Settembre in rima
Italia e il Covid-19 del 2020. In discoteca ci hanno tolto i balli veloci e quelli lenti. Ci vedi bene? Baruch Spinoza molava le lenti. Invece Domenico Starnone aveva un problema coi Denti. Insomma c’è un referendum e delle elezioni regionali incombenti. E c’è da riparare un’aiuola. C’è da far ripartire la scuola. C’è un mal di gola che viene scambiato per un virus. C’è chi si ciba di cus-cus. E chi vorrebbe arrivare a Lampedusa per cibarsi di qualcosa di più sostanzioso. Di più prezioso. Di più economicamente appetitoso. Ma si sa come vanno queste cose. C’è un po’ di confusione. Si fa fatica a rimettere a posto i pezzi. È come un vecchio cantante in disarmo che deve fare un’antologia delle sue canzoni e deve mettere assieme i pezzi.
○ ○ ○ ○ ○
- [COMPLETA QUANTO SEGUE]:
a) Riassumi «Settembre in rima» in due frasi.
b) Trascrivi senza modifiche tutto ciò che in «Settembre in rima» va da "Settembre in rima" fino a "assieme i pezzi.".

- [DATI DELL'ESERCIZIO]:
○ ○ ○ ○ ○
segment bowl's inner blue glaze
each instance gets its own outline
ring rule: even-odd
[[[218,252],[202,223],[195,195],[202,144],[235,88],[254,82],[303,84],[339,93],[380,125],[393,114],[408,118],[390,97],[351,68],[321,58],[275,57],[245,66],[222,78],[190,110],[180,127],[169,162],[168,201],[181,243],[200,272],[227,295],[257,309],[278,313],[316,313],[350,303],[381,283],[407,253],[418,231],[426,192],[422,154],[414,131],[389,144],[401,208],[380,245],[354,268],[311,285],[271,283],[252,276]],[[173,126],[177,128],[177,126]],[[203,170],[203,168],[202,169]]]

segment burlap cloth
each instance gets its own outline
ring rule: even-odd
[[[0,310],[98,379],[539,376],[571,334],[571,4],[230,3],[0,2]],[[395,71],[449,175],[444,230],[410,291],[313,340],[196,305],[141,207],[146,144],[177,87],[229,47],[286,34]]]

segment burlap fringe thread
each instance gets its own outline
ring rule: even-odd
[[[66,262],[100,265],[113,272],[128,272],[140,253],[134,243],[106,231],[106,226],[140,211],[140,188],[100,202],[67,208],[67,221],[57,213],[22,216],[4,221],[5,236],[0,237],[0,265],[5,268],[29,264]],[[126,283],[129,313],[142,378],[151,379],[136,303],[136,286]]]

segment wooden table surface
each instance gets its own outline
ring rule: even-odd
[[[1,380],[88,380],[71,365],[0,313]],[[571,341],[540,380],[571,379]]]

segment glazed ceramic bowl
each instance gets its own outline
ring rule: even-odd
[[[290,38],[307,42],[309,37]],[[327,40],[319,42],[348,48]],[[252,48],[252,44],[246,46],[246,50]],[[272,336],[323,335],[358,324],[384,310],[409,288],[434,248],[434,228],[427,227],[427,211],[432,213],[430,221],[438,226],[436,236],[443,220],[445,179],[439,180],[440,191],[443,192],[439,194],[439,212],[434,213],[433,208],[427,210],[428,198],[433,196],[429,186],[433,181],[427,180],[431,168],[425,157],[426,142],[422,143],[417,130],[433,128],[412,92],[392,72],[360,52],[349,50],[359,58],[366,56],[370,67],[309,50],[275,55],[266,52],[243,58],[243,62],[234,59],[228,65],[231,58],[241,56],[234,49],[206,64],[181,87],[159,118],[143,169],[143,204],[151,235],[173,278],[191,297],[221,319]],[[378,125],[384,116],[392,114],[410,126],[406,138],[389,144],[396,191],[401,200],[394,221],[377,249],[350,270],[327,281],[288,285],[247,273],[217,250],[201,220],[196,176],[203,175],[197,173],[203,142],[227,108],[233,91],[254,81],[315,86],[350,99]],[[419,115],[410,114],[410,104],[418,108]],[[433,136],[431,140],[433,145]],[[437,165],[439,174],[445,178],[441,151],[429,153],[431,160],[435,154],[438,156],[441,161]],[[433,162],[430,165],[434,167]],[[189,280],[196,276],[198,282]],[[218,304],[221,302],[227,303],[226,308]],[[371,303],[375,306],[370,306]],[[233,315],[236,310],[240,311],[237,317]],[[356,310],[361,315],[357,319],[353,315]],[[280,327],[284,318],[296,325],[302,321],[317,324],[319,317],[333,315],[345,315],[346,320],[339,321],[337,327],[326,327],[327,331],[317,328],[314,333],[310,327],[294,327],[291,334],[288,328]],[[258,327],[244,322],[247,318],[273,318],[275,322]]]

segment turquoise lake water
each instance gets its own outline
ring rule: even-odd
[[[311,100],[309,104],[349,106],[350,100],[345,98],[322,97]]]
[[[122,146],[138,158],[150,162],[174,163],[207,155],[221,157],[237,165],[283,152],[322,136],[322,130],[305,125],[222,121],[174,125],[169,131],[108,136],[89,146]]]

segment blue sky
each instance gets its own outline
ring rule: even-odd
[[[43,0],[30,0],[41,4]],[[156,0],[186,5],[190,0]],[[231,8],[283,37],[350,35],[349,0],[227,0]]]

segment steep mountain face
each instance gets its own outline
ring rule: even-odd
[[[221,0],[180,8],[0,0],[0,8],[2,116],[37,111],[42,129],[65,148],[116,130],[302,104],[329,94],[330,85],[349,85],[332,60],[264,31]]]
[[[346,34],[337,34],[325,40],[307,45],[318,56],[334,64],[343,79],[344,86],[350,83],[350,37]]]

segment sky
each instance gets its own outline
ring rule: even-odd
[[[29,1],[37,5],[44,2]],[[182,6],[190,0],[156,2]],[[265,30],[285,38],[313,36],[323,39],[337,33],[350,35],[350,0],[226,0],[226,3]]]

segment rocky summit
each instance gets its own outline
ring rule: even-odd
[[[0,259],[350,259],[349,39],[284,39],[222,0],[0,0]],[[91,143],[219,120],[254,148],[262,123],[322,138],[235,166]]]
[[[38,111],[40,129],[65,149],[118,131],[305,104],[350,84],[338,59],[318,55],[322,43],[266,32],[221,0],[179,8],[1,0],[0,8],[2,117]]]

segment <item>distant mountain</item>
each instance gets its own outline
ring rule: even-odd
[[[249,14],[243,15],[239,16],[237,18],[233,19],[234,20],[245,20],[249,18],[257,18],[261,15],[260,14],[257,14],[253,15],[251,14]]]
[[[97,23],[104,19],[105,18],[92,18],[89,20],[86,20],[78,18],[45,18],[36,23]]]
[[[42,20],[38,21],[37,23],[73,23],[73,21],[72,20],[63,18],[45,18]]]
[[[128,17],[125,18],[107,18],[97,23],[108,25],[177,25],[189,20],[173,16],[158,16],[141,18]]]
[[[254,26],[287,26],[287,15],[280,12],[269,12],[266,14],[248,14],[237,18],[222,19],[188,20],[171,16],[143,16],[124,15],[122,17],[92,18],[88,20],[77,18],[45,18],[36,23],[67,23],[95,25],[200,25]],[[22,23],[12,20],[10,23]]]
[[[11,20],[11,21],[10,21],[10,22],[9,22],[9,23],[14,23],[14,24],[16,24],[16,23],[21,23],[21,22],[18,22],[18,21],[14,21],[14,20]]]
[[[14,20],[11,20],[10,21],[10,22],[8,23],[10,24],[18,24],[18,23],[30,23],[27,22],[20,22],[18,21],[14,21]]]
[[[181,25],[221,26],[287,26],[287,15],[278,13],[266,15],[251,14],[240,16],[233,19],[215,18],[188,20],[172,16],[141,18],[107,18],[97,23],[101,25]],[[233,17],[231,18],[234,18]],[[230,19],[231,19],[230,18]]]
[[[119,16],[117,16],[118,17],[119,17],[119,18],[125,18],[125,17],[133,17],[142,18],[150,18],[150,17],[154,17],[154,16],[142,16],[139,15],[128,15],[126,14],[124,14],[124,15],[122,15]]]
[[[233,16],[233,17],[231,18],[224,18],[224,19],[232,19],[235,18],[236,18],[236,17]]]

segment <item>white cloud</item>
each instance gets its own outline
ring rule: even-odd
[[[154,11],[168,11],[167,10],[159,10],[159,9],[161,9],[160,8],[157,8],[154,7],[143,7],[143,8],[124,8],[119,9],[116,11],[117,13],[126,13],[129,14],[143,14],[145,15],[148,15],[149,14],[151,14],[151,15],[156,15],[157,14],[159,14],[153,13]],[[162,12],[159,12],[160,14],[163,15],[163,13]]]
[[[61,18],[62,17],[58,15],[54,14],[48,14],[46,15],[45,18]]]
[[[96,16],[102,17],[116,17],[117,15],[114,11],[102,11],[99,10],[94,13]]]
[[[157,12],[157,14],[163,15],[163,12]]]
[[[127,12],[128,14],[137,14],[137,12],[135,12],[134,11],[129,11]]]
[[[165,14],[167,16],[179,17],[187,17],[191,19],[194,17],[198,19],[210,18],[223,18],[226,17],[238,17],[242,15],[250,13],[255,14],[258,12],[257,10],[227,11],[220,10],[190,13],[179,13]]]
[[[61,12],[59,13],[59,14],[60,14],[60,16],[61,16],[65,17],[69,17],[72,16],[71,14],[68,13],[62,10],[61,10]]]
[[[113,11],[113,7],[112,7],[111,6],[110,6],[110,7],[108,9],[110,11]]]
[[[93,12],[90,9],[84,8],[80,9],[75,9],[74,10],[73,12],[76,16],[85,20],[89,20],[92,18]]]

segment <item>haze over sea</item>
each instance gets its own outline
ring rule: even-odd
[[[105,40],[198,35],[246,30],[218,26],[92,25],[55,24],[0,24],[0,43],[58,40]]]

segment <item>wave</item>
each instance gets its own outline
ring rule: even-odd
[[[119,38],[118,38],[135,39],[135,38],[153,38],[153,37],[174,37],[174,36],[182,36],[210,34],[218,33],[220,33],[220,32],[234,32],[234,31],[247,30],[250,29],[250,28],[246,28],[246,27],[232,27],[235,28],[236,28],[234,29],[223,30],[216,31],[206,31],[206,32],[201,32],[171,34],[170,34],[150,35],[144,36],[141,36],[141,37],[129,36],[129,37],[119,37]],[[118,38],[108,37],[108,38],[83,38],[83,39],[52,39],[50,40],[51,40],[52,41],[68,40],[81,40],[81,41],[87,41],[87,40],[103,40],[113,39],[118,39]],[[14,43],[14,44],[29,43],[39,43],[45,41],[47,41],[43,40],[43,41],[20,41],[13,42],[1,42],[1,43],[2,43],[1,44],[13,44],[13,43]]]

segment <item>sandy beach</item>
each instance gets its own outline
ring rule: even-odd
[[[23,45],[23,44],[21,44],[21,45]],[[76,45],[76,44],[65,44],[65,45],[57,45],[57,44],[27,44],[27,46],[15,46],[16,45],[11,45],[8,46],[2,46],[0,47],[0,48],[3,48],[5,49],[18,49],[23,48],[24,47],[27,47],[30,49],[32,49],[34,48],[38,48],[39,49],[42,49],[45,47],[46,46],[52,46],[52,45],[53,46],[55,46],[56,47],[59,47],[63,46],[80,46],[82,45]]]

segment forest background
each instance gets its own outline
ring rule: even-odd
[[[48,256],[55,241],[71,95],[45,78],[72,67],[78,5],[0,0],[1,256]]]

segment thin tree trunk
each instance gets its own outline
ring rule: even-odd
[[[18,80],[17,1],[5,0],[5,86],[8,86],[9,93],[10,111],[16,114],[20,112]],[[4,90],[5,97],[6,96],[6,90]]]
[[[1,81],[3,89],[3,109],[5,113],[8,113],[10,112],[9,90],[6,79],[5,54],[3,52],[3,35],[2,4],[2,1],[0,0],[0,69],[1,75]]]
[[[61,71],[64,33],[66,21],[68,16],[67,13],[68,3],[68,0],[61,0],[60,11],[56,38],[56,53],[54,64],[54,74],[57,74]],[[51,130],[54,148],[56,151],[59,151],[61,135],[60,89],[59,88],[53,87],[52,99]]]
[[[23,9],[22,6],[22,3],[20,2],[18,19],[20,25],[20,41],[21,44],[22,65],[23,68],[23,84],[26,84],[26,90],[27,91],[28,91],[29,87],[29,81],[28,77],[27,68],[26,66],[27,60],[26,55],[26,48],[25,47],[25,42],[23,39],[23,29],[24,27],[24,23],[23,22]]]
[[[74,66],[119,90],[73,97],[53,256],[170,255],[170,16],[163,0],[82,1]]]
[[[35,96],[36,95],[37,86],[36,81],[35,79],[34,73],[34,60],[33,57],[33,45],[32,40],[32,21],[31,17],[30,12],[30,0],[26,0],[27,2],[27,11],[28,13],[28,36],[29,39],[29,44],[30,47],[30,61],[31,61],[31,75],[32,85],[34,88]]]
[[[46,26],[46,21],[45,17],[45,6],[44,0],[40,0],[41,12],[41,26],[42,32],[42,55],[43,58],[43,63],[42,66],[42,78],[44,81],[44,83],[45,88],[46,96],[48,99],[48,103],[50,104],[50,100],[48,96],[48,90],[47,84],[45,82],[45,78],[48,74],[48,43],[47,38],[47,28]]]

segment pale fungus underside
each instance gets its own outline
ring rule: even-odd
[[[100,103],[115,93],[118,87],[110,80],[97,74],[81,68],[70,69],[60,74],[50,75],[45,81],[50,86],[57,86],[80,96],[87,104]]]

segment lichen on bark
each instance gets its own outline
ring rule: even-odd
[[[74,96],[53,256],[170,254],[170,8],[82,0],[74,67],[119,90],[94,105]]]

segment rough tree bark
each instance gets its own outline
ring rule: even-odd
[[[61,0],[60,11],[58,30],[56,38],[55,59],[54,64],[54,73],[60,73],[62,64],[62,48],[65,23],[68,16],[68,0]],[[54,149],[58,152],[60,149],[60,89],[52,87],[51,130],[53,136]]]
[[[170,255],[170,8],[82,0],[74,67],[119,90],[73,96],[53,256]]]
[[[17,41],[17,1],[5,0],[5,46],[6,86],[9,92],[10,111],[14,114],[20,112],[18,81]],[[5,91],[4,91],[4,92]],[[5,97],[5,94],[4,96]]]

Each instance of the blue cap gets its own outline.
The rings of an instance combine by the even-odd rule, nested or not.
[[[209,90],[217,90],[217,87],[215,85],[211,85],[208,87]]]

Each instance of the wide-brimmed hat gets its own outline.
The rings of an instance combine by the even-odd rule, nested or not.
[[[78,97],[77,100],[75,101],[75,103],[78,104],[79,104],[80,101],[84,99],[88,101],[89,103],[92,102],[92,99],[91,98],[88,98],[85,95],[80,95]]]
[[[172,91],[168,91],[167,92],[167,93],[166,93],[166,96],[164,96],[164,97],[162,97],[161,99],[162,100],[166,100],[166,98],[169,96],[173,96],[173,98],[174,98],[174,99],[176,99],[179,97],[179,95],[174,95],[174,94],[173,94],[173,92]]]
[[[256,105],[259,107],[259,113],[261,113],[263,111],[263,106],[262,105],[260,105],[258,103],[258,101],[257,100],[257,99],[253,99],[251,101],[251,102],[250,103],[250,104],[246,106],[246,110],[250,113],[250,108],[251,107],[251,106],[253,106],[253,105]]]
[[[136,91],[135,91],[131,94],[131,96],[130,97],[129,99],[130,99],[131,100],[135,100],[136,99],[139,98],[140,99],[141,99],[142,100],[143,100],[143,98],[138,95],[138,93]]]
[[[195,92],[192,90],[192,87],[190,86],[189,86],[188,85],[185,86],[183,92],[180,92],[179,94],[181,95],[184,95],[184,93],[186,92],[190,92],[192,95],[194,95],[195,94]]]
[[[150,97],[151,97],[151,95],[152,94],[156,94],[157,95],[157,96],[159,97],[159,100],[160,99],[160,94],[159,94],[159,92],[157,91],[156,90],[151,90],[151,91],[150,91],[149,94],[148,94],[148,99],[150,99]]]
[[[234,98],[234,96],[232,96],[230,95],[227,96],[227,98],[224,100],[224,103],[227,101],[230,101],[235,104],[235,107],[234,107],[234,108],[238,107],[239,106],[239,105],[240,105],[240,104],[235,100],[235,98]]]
○ ○ ○ ○ ○
- [SOLUZIONI QUI SOTTO]:
a) Nell'Italia del 2020 segnata dal Covid-19, in discoteca sono stati tolti i balli, incombono un referendum e delle elezioni regionali e c'è da far ripartire la scuola. C'è un po' di confusione e si fa fatica a rimettere a posto i pezzi, come un vecchio cantante in disarmo che deve mettere assieme le sue canzoni in un'antologia.

b)
Settembre in rima
Italia e il Covid-19 del 2020. In discoteca ci hanno tolto i balli veloci e quelli lenti. Ci vedi bene? Baruch Spinoza molava le lenti. Invece Domenico Starnone aveva un problema coi Denti. Insomma c’è un referendum e delle elezioni regionali incombenti. E c’è da riparare un’aiuola. C’è da far ripartire la scuola. C’è un mal di gola che viene scambiato per un virus. C’è chi si ciba di cus-cus. E chi vorrebbe arrivare a Lampedusa per cibarsi di qualcosa di più sostanzioso. Di più prezioso. Di più economicamente appetitoso. Ma si sa come vanno queste cose. C’è un po’ di confusione. Si fa fatica a rimettere a posto i pezzi. È come un vecchio cantante in disarmo che deve fare un’antologia delle sue canzoni e deve mettere assieme i pezzi.